§ **The request**
Write out the part of the listing that starts with the line containing "Where can you see the bare" and runs through the end of the listing, with both ends included. Leave the pictures out of your answer.

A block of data

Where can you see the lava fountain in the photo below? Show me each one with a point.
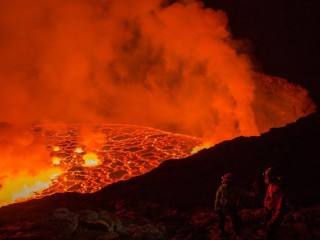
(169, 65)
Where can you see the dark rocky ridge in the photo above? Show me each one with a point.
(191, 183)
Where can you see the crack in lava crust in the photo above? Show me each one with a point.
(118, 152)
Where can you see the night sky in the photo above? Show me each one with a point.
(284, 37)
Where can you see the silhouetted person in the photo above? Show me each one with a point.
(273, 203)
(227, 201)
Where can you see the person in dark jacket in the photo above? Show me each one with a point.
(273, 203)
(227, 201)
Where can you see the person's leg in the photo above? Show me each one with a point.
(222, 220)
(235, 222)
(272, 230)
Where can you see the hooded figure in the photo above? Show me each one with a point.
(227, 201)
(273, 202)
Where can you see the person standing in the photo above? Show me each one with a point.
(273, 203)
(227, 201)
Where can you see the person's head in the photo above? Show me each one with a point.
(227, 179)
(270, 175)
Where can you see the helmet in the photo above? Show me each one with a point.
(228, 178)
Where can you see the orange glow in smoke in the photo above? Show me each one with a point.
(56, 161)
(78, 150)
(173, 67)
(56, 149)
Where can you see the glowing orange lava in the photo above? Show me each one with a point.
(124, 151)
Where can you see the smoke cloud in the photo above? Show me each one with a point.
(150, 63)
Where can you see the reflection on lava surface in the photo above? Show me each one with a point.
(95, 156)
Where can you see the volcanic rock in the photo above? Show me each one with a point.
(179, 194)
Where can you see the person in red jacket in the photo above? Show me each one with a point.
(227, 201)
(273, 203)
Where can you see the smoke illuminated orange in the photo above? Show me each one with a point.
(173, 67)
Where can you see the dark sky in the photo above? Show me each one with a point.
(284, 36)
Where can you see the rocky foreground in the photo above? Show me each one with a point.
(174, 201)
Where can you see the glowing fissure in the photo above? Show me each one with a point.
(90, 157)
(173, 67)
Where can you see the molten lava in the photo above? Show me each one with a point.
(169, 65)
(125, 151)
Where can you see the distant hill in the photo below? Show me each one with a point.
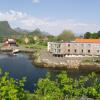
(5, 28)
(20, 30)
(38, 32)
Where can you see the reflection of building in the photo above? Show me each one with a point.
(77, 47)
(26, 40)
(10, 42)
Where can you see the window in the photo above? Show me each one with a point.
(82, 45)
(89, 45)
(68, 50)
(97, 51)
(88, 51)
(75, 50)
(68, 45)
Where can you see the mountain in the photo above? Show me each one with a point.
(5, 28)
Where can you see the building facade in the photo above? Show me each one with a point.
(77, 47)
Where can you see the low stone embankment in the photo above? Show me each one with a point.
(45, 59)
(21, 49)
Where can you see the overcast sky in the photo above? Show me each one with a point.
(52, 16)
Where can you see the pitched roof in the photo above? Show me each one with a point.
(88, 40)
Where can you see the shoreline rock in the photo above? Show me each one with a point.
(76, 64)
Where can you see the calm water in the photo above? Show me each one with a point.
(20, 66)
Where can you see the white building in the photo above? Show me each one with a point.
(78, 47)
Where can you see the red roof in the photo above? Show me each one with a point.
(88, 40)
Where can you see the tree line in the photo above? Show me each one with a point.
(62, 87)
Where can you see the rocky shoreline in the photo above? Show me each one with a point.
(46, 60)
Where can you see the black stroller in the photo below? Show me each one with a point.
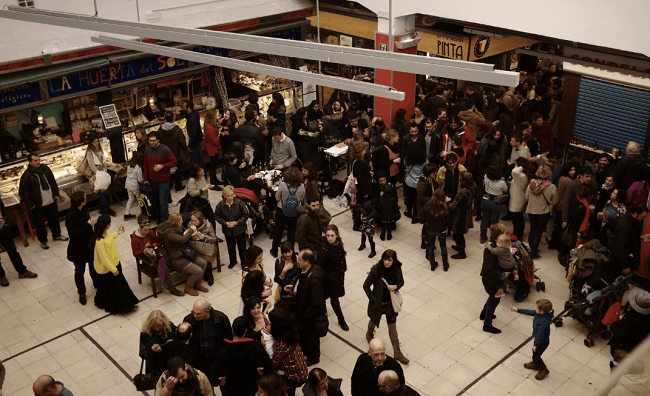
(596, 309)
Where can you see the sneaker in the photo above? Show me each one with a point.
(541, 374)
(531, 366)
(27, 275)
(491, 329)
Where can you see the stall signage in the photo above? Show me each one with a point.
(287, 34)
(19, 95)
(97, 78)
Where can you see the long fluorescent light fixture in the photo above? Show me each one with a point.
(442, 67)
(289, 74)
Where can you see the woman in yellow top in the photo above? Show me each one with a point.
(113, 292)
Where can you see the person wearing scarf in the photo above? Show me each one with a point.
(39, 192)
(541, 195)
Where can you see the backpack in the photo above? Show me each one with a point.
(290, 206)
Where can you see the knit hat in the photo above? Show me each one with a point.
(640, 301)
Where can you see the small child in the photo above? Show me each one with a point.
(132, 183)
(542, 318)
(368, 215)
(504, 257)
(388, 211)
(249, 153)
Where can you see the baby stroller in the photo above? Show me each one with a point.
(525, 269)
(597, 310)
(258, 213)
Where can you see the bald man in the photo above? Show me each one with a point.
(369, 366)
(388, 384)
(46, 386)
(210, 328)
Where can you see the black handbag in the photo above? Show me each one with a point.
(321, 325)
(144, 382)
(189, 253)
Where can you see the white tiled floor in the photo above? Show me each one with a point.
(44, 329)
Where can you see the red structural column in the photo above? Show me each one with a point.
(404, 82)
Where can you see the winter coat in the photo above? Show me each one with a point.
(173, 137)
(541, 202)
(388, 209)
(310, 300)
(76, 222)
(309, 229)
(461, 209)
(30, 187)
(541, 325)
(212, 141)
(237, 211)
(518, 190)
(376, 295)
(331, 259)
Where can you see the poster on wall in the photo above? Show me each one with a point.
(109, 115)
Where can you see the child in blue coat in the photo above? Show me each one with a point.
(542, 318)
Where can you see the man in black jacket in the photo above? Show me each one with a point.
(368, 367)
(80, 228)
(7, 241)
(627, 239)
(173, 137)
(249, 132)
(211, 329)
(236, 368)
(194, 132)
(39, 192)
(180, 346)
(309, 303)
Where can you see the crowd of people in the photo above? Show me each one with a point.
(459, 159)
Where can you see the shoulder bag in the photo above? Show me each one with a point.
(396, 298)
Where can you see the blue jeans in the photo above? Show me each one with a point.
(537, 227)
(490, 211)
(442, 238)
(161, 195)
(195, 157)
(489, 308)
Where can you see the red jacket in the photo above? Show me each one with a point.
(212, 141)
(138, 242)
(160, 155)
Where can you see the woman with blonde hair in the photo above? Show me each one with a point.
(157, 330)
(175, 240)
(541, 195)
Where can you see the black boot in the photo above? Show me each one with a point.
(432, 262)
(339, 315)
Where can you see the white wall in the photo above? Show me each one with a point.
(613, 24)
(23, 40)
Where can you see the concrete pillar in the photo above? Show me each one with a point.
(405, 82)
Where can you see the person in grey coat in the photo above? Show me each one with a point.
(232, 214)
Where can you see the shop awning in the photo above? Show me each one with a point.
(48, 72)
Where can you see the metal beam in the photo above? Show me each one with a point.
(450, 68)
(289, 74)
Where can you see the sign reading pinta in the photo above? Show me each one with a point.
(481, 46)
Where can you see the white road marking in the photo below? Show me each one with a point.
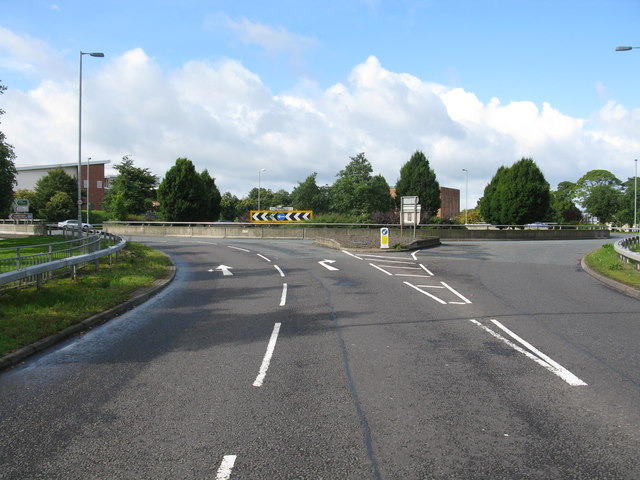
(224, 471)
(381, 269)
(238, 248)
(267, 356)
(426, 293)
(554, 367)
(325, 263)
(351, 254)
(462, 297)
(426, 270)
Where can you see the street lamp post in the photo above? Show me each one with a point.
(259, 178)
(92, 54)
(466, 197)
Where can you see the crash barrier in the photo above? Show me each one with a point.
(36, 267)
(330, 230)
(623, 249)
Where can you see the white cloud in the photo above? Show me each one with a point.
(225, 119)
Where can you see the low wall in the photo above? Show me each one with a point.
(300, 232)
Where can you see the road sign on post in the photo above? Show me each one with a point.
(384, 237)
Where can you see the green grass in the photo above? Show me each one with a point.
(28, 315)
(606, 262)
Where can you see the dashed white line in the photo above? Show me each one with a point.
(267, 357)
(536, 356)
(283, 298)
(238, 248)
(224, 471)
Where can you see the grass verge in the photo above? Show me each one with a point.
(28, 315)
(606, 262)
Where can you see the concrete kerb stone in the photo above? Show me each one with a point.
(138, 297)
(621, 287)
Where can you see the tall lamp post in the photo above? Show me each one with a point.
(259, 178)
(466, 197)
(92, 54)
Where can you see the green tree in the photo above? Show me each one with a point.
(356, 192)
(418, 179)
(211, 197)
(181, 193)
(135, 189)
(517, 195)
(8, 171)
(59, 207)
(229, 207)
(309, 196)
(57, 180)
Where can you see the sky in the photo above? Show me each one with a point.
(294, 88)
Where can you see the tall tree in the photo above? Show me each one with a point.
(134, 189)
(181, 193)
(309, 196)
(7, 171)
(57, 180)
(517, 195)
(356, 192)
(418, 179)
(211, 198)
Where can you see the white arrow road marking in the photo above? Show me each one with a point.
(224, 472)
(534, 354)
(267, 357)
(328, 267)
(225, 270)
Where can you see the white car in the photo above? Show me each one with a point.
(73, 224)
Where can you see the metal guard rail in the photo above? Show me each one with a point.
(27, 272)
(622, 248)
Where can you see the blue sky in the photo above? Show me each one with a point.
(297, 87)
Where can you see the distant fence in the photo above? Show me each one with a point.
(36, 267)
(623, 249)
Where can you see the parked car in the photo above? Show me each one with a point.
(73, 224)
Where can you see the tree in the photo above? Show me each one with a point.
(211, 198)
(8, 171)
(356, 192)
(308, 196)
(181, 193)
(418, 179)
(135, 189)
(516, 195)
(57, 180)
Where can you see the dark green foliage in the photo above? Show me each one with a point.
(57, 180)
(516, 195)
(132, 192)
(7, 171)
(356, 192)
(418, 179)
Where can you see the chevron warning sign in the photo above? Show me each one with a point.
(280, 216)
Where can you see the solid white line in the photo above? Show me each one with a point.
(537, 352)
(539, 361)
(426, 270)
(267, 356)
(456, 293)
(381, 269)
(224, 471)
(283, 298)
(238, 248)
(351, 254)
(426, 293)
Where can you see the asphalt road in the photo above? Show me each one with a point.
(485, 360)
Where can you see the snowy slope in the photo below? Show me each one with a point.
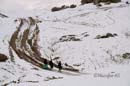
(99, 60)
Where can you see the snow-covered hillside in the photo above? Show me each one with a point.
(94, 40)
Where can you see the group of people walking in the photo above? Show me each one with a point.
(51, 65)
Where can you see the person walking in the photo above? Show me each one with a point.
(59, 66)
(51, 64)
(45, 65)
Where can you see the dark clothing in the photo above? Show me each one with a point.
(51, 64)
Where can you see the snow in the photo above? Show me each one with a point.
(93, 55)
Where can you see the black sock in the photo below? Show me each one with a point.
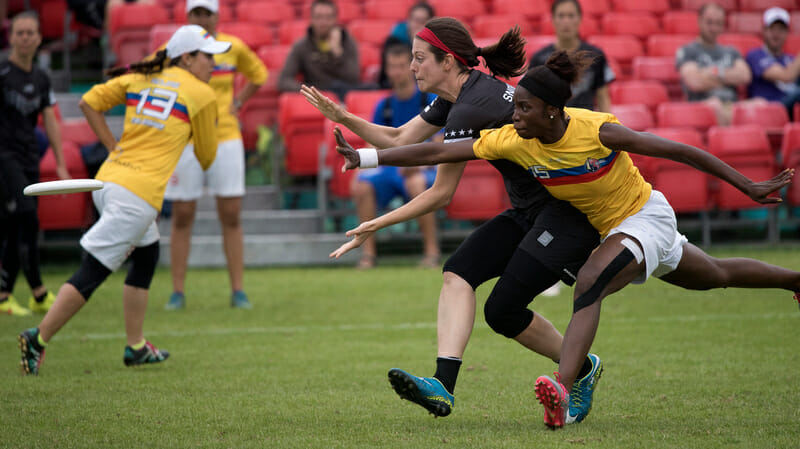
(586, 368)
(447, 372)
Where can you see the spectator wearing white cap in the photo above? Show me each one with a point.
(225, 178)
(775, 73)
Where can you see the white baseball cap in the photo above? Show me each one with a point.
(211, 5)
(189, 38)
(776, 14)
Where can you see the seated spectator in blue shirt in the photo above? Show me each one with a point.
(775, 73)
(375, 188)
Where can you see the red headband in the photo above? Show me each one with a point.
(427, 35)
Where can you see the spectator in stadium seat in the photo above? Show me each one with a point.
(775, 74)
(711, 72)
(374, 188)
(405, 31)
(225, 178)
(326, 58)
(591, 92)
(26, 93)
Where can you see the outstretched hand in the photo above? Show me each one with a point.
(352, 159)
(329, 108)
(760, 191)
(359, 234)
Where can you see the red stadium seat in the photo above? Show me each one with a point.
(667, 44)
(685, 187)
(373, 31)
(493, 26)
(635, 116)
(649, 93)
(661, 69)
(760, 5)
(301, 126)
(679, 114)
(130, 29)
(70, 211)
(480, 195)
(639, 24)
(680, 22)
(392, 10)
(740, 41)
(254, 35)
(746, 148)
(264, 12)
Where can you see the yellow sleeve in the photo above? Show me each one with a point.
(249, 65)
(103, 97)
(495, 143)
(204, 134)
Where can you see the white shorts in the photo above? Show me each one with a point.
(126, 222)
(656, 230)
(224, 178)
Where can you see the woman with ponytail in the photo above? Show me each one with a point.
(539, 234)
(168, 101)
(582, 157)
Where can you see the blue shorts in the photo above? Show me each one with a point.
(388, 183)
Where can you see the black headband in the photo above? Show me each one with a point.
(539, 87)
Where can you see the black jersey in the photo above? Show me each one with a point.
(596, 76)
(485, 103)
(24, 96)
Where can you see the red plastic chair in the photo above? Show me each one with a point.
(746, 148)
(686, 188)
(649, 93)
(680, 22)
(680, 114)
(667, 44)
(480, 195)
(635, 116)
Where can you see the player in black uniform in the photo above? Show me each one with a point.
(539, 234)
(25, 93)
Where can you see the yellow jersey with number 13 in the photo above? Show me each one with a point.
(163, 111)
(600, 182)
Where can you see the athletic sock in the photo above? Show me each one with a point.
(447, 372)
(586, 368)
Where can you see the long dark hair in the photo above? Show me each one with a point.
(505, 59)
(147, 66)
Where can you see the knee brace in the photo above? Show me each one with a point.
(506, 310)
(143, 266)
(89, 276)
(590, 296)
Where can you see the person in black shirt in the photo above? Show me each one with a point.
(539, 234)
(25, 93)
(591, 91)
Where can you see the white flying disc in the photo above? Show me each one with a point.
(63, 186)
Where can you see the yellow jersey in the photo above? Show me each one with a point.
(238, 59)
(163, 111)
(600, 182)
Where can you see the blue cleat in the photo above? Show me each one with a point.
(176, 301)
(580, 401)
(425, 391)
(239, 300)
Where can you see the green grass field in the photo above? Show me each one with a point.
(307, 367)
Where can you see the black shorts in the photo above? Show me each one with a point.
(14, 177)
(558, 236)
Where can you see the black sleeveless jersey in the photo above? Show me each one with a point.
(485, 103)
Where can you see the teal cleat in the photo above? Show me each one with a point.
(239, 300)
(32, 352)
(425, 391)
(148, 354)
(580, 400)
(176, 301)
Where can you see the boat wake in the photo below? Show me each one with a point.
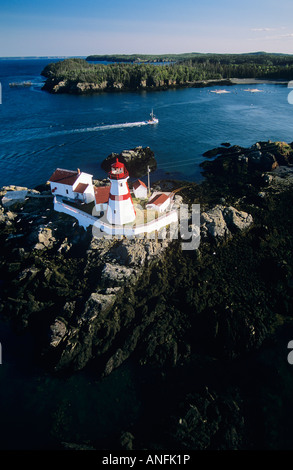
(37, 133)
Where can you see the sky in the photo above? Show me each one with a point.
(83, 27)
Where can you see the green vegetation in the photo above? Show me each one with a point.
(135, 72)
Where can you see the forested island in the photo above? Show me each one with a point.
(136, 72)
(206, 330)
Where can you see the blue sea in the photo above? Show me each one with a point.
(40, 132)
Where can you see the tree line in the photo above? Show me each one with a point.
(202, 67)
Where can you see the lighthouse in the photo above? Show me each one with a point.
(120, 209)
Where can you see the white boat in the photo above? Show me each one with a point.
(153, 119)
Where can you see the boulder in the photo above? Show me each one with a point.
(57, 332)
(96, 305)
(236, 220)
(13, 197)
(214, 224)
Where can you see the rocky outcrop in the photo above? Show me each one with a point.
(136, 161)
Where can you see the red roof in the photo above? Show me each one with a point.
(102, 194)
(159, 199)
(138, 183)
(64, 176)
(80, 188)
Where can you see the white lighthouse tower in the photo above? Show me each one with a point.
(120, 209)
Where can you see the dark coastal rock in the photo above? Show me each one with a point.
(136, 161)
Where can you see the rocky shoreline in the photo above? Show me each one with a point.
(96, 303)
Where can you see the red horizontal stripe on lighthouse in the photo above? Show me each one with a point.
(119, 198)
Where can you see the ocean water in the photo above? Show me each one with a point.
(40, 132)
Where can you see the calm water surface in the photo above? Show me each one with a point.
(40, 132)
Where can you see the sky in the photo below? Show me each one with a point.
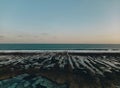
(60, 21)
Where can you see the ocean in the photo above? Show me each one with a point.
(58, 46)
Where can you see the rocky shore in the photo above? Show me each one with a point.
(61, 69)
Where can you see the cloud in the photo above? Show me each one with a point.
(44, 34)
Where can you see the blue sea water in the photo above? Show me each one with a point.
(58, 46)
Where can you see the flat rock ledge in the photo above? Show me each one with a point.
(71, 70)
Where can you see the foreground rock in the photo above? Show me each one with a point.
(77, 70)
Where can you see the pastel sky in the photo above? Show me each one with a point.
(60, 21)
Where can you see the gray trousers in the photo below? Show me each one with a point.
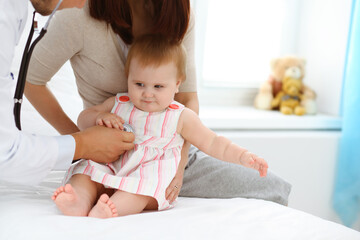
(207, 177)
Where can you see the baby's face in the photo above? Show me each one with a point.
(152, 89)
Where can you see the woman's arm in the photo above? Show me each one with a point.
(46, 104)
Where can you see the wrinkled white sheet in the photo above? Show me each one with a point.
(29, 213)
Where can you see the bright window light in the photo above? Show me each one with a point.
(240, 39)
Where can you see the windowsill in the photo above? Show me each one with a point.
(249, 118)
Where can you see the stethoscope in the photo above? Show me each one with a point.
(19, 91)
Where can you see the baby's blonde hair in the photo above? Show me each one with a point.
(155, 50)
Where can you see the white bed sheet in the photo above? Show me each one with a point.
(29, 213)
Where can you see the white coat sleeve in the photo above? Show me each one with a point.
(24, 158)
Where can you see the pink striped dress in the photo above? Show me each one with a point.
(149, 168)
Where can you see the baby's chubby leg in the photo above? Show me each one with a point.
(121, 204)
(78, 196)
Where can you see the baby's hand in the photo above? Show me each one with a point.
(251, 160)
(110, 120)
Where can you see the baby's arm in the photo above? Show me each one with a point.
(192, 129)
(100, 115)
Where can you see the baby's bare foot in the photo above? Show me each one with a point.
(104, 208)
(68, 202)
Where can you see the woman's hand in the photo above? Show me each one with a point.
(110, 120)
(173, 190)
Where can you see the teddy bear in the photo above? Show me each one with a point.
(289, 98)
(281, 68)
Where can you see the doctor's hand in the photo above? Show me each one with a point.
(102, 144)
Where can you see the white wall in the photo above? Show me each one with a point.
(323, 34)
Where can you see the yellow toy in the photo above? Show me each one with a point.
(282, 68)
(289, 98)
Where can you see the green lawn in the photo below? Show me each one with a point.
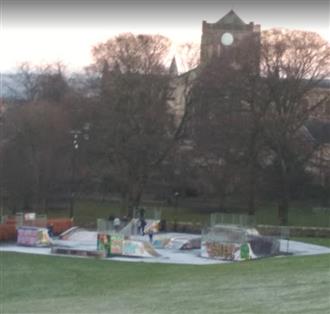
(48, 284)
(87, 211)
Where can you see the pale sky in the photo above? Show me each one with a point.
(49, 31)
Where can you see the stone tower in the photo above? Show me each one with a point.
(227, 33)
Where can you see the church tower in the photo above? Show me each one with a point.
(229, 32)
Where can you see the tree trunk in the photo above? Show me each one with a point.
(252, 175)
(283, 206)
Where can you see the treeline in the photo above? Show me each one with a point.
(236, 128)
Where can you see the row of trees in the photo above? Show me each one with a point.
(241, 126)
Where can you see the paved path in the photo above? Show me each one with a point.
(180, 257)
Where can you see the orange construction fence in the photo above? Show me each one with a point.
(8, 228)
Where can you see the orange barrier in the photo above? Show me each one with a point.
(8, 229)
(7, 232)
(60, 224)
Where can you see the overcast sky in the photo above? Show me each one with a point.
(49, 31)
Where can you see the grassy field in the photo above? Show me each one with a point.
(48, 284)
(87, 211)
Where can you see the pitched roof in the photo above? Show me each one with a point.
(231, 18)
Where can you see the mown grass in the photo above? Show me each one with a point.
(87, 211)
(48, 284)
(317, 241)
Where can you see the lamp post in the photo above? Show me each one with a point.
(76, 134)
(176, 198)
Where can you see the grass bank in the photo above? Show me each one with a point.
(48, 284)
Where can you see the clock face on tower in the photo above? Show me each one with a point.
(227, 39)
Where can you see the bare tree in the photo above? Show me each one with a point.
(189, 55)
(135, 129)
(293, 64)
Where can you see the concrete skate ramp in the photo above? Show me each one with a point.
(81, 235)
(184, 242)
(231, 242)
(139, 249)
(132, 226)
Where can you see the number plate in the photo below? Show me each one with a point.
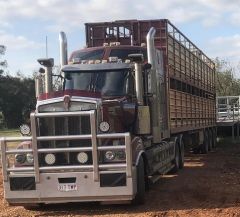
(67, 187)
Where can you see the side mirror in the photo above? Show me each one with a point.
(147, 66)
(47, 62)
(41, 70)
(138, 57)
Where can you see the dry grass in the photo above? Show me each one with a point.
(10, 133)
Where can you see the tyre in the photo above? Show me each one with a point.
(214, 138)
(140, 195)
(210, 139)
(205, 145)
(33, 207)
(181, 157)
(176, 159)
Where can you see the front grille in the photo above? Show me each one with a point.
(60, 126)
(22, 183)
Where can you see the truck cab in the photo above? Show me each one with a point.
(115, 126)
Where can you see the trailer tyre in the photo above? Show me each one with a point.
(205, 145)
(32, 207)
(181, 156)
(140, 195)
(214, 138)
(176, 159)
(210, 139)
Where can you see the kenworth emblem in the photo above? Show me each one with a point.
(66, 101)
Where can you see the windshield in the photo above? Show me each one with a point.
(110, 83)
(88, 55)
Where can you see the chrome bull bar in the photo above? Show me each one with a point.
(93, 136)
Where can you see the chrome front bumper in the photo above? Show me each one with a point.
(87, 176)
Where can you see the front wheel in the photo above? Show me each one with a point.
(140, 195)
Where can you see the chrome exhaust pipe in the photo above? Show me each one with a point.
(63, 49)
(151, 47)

§ **Output of the exercise**
Where can you see the bare tree in the photo above? Show me each one with a point.
(189, 55)
(135, 129)
(293, 64)
Where can you see the concrete skate ramp in the photo above? Show me each one with a point.
(81, 235)
(184, 242)
(231, 242)
(139, 249)
(132, 226)
Where can you see the number plate in the photo below? Show me each one with a point.
(67, 187)
Where can you see the side mirror in the photo above? Show me each one with a point.
(147, 66)
(47, 62)
(41, 70)
(138, 57)
Where can you see the dry grass in the photo above? Show me each one with a point.
(10, 133)
Where can you see the tyre in the photo above? Show me each one with a point.
(214, 138)
(140, 195)
(210, 139)
(205, 145)
(33, 207)
(181, 157)
(176, 159)
Where can you see the front grille in the photo above? Show me each one with a point.
(60, 126)
(22, 183)
Where can you see the truck cab in the photo above? Show me each one with a point.
(115, 126)
Where can you see the trailer tyre in the photo above? Show me each one with a point.
(205, 145)
(32, 207)
(181, 156)
(140, 195)
(214, 138)
(176, 159)
(210, 139)
Where can you see the kenworth emblem in the photo above? Show me each one with a point.
(66, 101)
Where can you see the windshield in the photo above? Show me each one with a point.
(110, 83)
(88, 55)
Where can you see the chrome bull bar in the photo above? Show me each one with a point.
(93, 136)
Where can you see the chrome front bumper in the photo above? Show me each one with a point.
(87, 176)
Where can you see the front wheel in the photo above? Show me each one with a point.
(140, 195)
Where can you see the chrome exhaust pipe in the photo above? Show me each one with a point.
(63, 49)
(151, 47)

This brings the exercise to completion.